• Stored items:
====

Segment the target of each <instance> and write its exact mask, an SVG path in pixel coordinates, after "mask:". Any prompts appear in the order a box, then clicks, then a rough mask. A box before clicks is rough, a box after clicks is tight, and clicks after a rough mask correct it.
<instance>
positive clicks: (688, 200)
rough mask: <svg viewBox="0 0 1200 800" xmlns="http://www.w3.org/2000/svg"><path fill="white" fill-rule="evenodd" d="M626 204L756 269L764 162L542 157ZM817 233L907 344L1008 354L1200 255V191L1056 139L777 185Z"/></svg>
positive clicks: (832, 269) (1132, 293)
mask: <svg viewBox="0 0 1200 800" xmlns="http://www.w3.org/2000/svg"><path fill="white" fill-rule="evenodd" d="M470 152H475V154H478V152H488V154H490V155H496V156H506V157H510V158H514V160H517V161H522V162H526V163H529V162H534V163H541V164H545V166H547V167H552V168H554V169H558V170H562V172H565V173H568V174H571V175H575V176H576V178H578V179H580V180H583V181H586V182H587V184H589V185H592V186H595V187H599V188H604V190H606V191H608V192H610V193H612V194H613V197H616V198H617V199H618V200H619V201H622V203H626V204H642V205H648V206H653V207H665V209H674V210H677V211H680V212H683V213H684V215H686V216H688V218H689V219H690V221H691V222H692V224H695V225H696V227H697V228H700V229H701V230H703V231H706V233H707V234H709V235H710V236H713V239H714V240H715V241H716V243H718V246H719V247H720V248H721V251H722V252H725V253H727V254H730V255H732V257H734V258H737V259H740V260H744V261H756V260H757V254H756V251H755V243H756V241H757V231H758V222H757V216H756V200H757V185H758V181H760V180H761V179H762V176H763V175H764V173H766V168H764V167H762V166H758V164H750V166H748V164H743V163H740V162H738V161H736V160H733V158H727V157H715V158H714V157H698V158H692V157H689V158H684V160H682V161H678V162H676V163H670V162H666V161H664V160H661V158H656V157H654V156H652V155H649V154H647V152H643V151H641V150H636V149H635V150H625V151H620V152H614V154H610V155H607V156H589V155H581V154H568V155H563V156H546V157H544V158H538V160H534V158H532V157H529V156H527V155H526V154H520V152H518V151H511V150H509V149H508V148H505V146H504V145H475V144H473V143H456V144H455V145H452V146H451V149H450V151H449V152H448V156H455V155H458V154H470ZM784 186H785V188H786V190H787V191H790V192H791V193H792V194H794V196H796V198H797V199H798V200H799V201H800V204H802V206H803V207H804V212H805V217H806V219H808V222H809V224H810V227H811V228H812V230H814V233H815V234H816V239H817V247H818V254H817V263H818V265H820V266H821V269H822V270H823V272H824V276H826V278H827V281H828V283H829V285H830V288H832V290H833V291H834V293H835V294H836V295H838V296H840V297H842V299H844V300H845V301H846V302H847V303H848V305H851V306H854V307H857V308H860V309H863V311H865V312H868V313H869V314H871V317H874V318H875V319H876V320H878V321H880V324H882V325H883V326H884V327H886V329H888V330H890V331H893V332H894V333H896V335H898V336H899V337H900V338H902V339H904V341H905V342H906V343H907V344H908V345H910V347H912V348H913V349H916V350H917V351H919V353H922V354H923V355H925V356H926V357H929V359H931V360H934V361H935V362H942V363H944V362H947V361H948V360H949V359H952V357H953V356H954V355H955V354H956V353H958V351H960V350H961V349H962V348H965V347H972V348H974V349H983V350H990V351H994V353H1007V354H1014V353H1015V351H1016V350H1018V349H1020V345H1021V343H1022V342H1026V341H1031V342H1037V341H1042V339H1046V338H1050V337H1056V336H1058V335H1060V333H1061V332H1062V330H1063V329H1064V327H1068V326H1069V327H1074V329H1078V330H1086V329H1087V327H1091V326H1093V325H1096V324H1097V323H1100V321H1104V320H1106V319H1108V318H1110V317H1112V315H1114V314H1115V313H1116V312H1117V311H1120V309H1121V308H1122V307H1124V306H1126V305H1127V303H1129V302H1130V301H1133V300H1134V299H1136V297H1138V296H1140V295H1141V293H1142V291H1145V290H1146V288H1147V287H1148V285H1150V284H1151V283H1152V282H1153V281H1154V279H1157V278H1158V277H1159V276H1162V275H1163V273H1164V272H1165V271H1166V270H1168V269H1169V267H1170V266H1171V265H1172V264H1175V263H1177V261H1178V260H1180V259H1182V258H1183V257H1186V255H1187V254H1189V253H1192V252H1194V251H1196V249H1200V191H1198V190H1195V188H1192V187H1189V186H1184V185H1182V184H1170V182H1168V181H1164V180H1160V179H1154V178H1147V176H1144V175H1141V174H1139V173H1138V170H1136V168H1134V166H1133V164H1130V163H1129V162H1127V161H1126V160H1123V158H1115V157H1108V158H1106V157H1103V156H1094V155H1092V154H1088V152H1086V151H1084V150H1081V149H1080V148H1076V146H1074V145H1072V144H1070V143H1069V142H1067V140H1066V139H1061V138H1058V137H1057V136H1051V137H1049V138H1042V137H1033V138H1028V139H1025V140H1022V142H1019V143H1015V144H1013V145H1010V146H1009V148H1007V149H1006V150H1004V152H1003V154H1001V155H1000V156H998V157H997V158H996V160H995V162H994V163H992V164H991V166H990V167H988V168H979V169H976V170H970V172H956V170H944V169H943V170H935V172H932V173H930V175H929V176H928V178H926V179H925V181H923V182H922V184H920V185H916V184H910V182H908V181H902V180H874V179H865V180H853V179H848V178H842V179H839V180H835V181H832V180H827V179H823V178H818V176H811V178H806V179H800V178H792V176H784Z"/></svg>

====

• Work order: What lines in the records contain the word "instance"? Return each one.

• Response area:
Segment the target of each <instance> and write its exact mask, an SVG path in pixel coordinates, after "mask:". Any prompts appear in the order a box, then clicks, then a rough mask. A box before clicks is rough, a box after clicks is tight, and clicks after a rough mask correct it.
<instance>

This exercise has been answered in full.